▶ _TASK DIRECTIONS_:
According to the article on BP's strategy, to what level did bp's board reset its quarterly dividend?

▶ _EXERCISE TEXT_:
The FINANCIAL -- BP to cut down on oil spending and focus on clean energy as a part of a major strategic overhaul revealed on Tuesday, together with a major second quarter loss and dividend cut. BP introduced a new strategy that will reshape its business as it pivots from being an international oil company focused on producing resources to an integrated energy company focused on delivering solutions for customers.
BP (BP.L) cut its dividend for the first time in a decade after a record $6.7 billion second-quarter loss, when the coronavirus crisis hammered fuel demand, and it sought to win over investors by speeding up its reinvention as a lower carbon company. Its shares rose more than 7% on Tuesday after BP unveiled earlier than expected a plan to reduce its oil and gas output by 40% and boost investments in renewable energy, such as wind and solar, over the next decade. All major oil companies suffered in the second quarter as lockdowns to contain the new coronavirus limited travel and oil prices LCOc1 fell to their lowest in two decades, Reuters reported.
Within 10 years, bp aims to have increased its annual low carbon investment 10-fold to around $5 billion a year, building out an integrated portfolio of low carbon technologies, including renewables, bioenergy and early positions in hydrogen and CCUS. By 2030, bp aims to have developed around 50GW of net renewable generating capacity – a 20-fold increase from 2019 – and to have doubled its consumer interactions to 20 million a day.
By 2030, bp aims for emissions from its operations and those associated with the carbon in its upstream oil and gas production (addressed by Aim 1 and Aim 2 of bp’s net zero ambition) to be lower by 30-35% and 35-40% respectively.
BP also today sets out a new financial frame to support a fundamental shift in how it allocates capital, towards low carbon and other energy transition activities. The combination of strategy and financial frame is designed to provide a coherent and compelling investor proposition – introducing a balance between committed distributions, profitable growth and sustainable value – and create long-term value for bp’s stakeholders.
As part of the investor proposition, bp’s board has introduced a new distribution policy, with two elements:
- the dividend reset to a resilient level of 5.25 cents per share per quarter, and intended to remain fixed at this level, subject to the board’s decision each quarter, supplemented by
- a commitment to return at least 60% of surplus cash to shareholders through share buybacks, once bp’s balance sheet has been deleveraged and subject to maintaining a strong investment grade credit rating.

▶ _Collection entries_:
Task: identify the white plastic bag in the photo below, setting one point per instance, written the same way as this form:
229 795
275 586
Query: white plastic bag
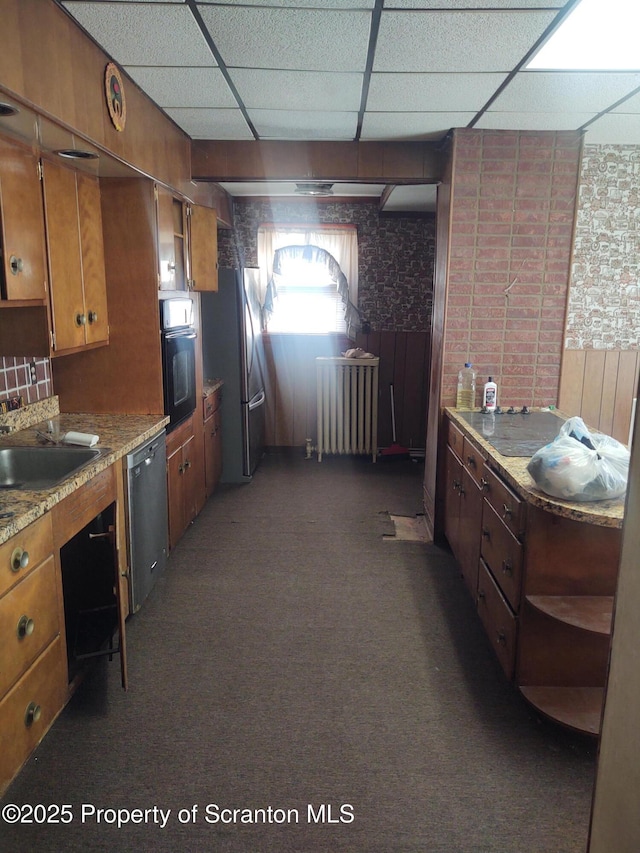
580 466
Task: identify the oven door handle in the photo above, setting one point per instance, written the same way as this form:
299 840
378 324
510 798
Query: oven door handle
186 335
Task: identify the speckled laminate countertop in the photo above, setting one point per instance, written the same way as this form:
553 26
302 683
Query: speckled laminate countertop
513 469
119 435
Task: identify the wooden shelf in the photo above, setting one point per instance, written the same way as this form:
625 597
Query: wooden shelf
578 708
588 612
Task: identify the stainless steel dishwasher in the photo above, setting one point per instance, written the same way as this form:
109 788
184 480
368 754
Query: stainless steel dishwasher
147 516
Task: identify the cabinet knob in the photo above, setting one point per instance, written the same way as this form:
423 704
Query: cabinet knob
32 714
25 627
19 559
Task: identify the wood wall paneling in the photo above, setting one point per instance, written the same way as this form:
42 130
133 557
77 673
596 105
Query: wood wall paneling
599 386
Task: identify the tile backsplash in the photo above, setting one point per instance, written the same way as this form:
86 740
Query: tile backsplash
15 378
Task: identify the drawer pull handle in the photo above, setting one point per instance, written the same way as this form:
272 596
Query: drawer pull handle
19 559
32 714
25 628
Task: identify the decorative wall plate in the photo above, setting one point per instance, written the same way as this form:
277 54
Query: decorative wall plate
114 92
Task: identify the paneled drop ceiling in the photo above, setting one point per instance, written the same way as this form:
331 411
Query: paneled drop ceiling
357 70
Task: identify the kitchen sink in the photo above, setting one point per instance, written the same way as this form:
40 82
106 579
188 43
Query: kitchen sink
41 467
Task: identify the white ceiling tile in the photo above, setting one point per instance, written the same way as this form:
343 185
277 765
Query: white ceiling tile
297 4
211 124
299 39
276 124
532 120
431 92
474 4
412 126
143 33
614 129
560 91
457 41
298 90
631 105
183 87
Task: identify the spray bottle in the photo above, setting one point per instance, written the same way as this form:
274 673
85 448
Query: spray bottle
490 396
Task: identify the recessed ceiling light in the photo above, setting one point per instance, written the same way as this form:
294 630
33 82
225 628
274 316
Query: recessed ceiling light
76 154
597 35
314 189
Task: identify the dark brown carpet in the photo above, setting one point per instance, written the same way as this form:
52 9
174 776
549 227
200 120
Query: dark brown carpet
291 658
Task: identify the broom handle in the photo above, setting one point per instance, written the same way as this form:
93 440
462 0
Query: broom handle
393 413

▶ _ANSWER SECTION_:
5.25 cents per share per quarter.